→ **PROBLEM DESCRIPTION**:
The records below are to be transcribed exactly as they appear.

■ ■ ■ ■ ■ ■ ■

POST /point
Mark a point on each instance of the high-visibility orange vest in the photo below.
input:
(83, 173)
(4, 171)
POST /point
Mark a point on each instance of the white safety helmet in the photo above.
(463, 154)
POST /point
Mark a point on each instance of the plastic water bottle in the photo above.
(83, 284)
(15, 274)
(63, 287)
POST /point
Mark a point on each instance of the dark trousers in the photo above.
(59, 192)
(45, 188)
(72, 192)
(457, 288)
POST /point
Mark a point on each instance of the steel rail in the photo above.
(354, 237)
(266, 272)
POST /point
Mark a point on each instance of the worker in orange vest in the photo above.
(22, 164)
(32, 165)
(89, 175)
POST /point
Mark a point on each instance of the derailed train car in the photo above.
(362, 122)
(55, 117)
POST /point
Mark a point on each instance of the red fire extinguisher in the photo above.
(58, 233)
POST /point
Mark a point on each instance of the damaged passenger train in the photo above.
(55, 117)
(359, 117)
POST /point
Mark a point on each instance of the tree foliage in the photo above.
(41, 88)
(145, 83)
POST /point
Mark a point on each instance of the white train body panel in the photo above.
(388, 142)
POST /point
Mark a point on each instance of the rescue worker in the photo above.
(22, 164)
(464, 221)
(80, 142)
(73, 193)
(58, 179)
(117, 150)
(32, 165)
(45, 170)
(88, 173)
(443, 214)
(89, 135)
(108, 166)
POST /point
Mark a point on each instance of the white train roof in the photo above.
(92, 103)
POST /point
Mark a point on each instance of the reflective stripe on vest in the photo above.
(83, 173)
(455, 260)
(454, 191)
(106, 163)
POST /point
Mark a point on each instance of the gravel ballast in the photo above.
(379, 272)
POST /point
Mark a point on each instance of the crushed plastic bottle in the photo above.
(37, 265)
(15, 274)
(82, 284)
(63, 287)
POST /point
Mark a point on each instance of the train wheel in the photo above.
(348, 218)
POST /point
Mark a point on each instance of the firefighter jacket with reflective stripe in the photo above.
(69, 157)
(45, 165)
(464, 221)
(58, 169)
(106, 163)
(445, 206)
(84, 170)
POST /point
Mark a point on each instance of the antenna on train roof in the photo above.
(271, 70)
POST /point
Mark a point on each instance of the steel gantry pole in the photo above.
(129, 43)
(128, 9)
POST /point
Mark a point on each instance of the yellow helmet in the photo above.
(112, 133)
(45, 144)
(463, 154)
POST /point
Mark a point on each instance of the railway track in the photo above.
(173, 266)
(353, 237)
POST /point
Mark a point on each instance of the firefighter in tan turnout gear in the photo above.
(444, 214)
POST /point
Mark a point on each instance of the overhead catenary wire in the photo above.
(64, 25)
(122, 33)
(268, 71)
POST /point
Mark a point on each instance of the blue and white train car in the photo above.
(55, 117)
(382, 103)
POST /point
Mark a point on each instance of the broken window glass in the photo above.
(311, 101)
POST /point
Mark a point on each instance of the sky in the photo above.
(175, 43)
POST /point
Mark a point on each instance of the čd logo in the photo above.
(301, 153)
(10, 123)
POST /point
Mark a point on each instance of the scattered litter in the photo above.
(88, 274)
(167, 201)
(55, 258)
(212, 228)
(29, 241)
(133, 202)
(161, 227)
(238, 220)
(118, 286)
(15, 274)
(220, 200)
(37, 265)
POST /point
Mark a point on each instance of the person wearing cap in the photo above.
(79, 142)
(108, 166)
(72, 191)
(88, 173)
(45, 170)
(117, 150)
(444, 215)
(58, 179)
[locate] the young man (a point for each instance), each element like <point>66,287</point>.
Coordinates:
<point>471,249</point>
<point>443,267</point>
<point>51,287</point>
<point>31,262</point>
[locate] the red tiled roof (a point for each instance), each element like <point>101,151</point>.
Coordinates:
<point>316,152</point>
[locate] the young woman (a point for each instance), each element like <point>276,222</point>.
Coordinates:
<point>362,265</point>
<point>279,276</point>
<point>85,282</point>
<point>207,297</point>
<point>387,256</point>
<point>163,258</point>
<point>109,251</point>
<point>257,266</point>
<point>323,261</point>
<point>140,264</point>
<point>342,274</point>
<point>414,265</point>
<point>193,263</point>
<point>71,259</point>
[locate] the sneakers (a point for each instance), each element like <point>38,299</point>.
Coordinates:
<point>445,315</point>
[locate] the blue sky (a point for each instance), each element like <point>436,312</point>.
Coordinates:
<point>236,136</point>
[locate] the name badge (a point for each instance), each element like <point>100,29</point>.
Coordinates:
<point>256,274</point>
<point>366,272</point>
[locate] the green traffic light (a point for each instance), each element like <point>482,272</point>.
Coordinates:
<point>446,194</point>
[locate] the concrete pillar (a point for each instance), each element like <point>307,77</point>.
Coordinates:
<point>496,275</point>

■ ■ ■ ■ ■ ■ ■

→ **REPLY TO THE EXERCISE**:
POST /point
Mark a point on each instance of the high-visibility orange vest in the photo below.
input:
(83, 173)
(4, 171)
POST /point
Mark a point on each instance of the white safety helmet in the photo above.
(463, 154)
POST /point
Mark a point on each instance of the plastic water bottle in the photo above.
(83, 284)
(15, 274)
(63, 287)
POST /point
Mark a point on each instance of the dark trousers in the photo above.
(59, 192)
(45, 188)
(72, 192)
(457, 288)
POST /point
Mark a point on each instance of the steel rail in the photo above.
(354, 237)
(266, 272)
POST /point
Mark a point on each instance of the worker in orange vest in the photo above.
(22, 164)
(32, 165)
(89, 175)
POST /point
Mark a point on each instance of the derailed train car in the photo above.
(362, 122)
(55, 117)
POST /point
Mark a point on each instance of the red fire extinguisher in the photo above.
(58, 233)
POST /point
Mark a point on each instance of the damaged passenger train in the photo above.
(55, 117)
(359, 117)
POST /point
Mark a point on each instance of the tree foliage in the photo above.
(41, 88)
(145, 83)
POST /point
Mark a point on each instance of the white train body panel in the photo above.
(388, 142)
POST /point
Mark a point on each instance of the rescue worker in the photo above.
(22, 164)
(464, 221)
(80, 142)
(73, 193)
(58, 179)
(117, 150)
(32, 165)
(45, 170)
(88, 173)
(443, 214)
(89, 135)
(108, 166)
POST /point
Mark a point on each instance of the white train roof in the photo above.
(92, 103)
POST /point
Mark a point on each instance of the reflective stripe on vest in the photo above.
(83, 173)
(455, 260)
(454, 191)
(106, 163)
POST /point
Mark a point on each instance of the gravel ballast in the photo above.
(379, 272)
POST /point
Mark a point on each instance of the crushed plastic bottle in the photo above.
(37, 265)
(15, 274)
(82, 284)
(63, 287)
POST /point
Mark a point on each instance of the train wheel in the photo above.
(348, 218)
POST /point
Mark a point on each instance of the firefighter jacket with reflective stripe in the photo above.
(69, 157)
(45, 165)
(464, 221)
(58, 169)
(106, 163)
(445, 206)
(84, 170)
POST /point
Mark a point on each instance of the antenna on train roof in the photo above.
(271, 70)
POST /point
Mark a point on each instance of the steel gantry pole in the photo above.
(129, 43)
(128, 9)
POST /point
Mark a point on each instance of the yellow helmet in the photo above.
(112, 133)
(45, 144)
(463, 154)
POST /point
Mark a point on each instance of the railway track in the photo above.
(173, 266)
(353, 237)
POST /point
Mark a point on each instance of the firefighter in tan turnout gear in the photo above.
(444, 214)
POST /point
Mark a point on each instance of the overhead catenary wire in the photo above.
(64, 25)
(122, 33)
(268, 71)
POST /point
Mark a point on each instance of the blue and white train car in the photo above.
(55, 117)
(382, 103)
POST /point
Mark a point on each instance of the broken window glass in the photo above.
(311, 101)
POST /point
Mark a point on each instance of the sky in the photo above.
(175, 43)
POST /point
Mark a point on each instance of the čd logo in the photo above.
(301, 153)
(10, 123)
POST /point
Mark a point on each instance of the scattered litter in the photo above.
(88, 274)
(167, 201)
(55, 258)
(212, 228)
(29, 241)
(133, 202)
(161, 227)
(238, 220)
(118, 286)
(15, 274)
(220, 200)
(37, 265)
POST /point
Mark a point on each instance of the person wearing cap in the photo above.
(79, 142)
(108, 166)
(72, 191)
(88, 173)
(45, 170)
(117, 150)
(444, 215)
(58, 179)
[locate] the young man (a point for each instance), each element like <point>66,287</point>.
Coordinates:
<point>471,249</point>
<point>443,267</point>
<point>51,287</point>
<point>31,262</point>
[locate] the red tiled roof (a point for each instance), each element like <point>101,151</point>.
Coordinates:
<point>316,152</point>
[locate] the young woman (a point for each instance), each element like <point>276,222</point>.
Coordinates:
<point>362,265</point>
<point>279,276</point>
<point>85,282</point>
<point>207,297</point>
<point>387,256</point>
<point>163,258</point>
<point>109,251</point>
<point>257,266</point>
<point>323,261</point>
<point>140,264</point>
<point>342,274</point>
<point>414,265</point>
<point>193,263</point>
<point>71,259</point>
[locate] the sneakers (a point for each instance), each element like <point>38,299</point>.
Coordinates:
<point>445,315</point>
[locate] the blue sky (a point for each instance), each element like <point>436,312</point>.
Coordinates:
<point>236,136</point>
[locate] the name badge (a point for each instance), each element like <point>100,29</point>.
Coordinates:
<point>256,274</point>
<point>366,272</point>
[locate] the green traffic light (a point for each instance), each element like <point>482,272</point>.
Coordinates:
<point>446,194</point>
[locate] the concrete pillar (a point for each instance), each element like <point>307,77</point>.
Coordinates:
<point>496,275</point>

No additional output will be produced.